=== Dataset extract ===
********

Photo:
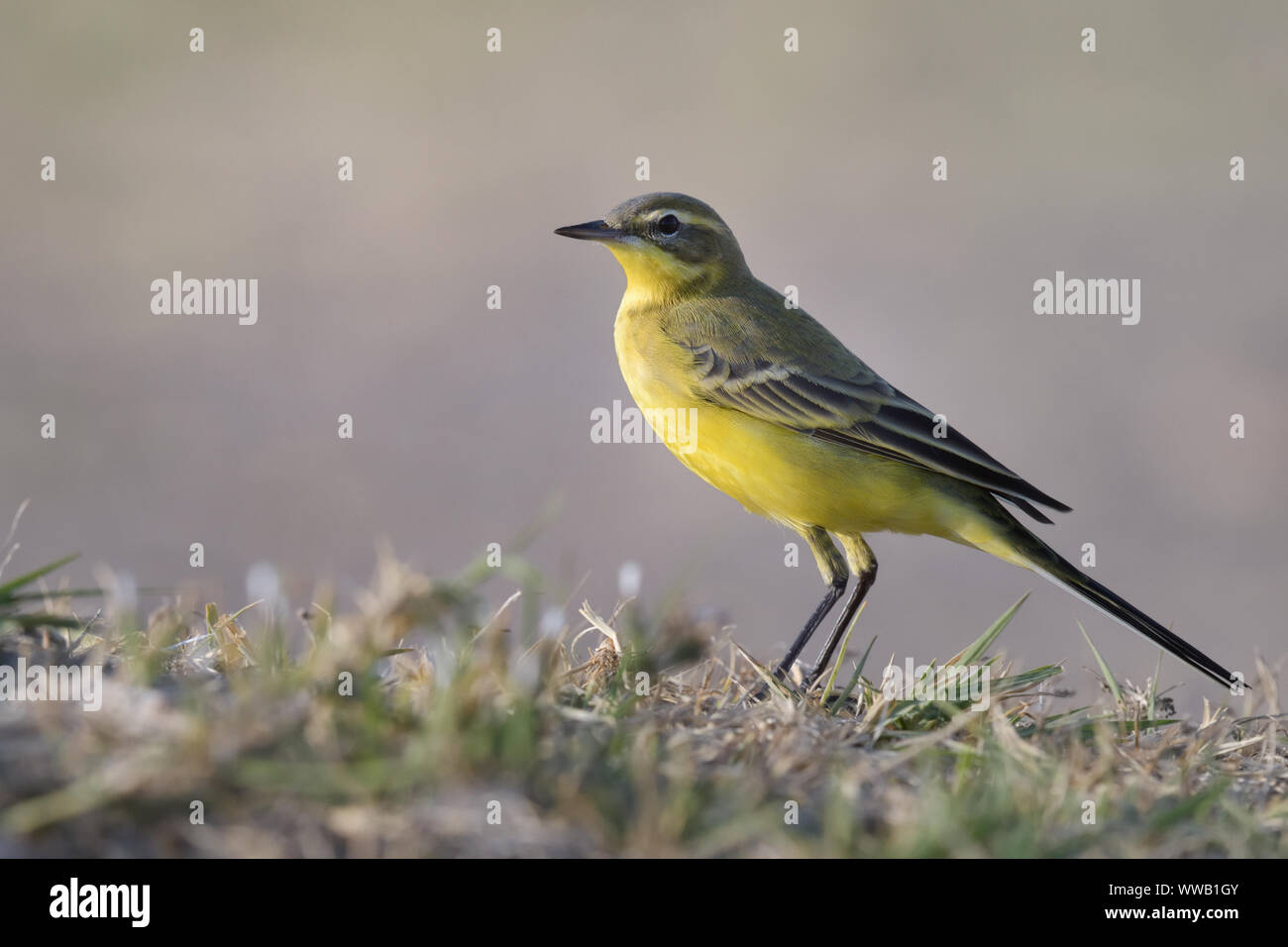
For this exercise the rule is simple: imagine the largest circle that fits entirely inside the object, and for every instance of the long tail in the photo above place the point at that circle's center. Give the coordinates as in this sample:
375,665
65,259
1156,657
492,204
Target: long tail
1008,539
1048,565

********

The whole of the data needs to be copied word for word, though not its pictures.

=== Response box ===
Photo:
For this exercise the rule is simple: imagine the largest circle that fits entirely inside the object, and for every instance of the long tail in the photo above place the point at that circle's center. Give the coordinates as in this sample:
375,665
65,259
1156,657
492,204
Target: long tail
1008,539
1048,565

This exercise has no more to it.